Extracted information
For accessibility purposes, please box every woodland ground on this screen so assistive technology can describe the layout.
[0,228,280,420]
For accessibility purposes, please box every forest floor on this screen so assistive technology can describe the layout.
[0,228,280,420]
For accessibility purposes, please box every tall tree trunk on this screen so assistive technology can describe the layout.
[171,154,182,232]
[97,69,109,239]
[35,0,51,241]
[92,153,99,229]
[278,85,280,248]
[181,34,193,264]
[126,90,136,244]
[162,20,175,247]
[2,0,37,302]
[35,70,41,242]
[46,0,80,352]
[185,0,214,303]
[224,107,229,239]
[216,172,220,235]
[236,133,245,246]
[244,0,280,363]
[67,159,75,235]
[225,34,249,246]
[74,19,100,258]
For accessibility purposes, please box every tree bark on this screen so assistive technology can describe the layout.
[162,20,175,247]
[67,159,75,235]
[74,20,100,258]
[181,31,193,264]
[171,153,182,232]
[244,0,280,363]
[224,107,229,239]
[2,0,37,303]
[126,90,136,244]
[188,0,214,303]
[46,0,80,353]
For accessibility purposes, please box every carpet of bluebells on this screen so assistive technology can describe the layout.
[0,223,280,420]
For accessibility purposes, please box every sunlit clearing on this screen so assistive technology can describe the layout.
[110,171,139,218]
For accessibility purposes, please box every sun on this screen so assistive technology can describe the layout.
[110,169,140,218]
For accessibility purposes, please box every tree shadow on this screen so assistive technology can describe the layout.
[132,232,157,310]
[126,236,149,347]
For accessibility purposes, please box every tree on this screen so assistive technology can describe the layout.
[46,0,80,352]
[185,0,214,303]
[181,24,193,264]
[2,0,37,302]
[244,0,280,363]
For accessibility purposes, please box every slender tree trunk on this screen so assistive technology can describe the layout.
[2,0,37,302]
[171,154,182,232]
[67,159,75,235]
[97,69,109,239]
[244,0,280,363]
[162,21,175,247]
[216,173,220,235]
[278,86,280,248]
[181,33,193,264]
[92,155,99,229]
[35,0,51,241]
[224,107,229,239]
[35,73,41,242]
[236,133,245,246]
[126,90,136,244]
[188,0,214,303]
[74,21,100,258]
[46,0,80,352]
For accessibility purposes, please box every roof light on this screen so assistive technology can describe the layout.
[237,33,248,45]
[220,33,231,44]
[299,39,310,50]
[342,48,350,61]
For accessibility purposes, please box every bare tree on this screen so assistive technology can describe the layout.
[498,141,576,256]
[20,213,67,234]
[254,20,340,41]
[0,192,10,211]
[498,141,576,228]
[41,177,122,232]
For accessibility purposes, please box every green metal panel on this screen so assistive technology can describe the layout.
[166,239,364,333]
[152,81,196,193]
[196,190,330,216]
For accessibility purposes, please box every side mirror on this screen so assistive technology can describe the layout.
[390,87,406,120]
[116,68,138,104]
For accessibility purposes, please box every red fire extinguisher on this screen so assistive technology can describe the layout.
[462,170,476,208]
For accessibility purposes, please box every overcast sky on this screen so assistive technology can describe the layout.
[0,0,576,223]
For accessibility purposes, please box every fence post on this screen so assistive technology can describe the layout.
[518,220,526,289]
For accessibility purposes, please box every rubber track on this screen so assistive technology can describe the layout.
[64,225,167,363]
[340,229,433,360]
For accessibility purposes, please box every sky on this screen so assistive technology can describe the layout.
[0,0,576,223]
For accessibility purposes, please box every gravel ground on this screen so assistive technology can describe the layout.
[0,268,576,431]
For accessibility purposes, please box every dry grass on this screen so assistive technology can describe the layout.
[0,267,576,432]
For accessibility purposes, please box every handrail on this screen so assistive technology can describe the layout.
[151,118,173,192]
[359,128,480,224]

---

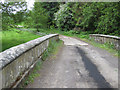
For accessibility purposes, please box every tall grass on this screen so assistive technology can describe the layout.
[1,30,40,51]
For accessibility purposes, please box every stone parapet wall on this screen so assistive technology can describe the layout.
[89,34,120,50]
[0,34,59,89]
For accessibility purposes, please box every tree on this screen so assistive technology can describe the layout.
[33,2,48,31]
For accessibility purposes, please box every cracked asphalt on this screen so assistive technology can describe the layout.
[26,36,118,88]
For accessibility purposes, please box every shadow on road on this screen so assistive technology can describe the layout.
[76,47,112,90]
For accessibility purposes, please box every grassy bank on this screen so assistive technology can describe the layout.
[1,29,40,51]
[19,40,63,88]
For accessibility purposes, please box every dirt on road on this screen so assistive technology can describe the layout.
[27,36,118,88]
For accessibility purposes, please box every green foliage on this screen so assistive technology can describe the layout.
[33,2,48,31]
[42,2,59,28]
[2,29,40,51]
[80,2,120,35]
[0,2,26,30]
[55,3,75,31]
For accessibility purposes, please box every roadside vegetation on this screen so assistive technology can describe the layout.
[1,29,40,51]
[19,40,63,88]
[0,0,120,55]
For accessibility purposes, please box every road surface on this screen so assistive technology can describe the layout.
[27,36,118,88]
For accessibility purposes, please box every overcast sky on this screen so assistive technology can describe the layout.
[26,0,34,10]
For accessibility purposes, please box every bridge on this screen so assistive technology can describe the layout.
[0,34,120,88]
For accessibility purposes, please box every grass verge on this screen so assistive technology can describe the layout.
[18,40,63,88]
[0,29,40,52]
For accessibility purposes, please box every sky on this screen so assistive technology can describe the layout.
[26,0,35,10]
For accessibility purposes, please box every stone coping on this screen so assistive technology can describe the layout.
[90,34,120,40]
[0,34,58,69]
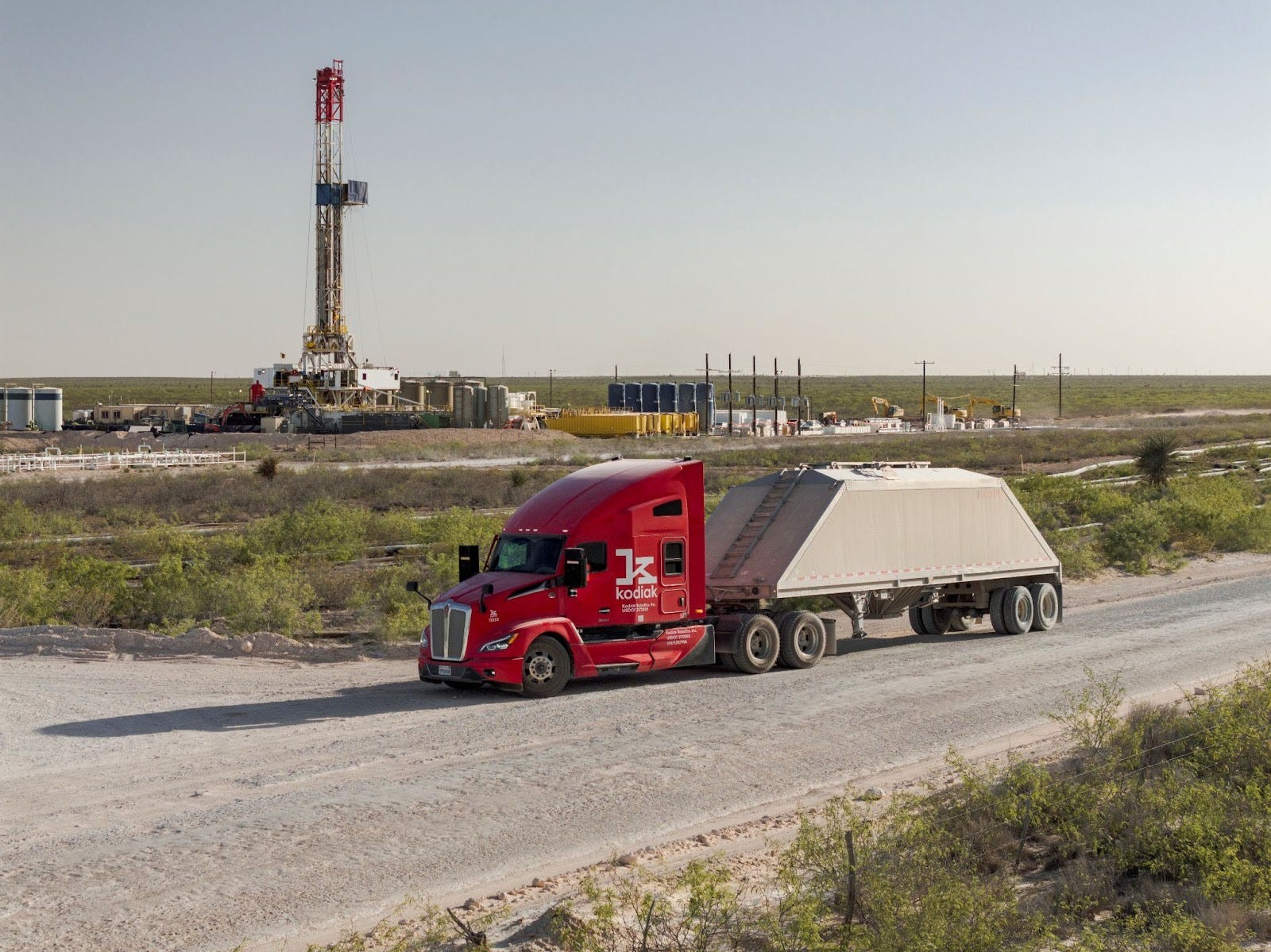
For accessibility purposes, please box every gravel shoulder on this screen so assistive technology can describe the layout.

What the exercise asks
Could you rewrite the rows that start at the line containing "For accessibility purposes, please box every dry" and end after the line containing "[0,267,576,432]", putting "withered grass" in place of "dry grass" and leaving everything else untouched?

Result for this task
For accessibility purposes, please box every withered grass on this screen so assistive technology can describe the layout.
[0,267,576,432]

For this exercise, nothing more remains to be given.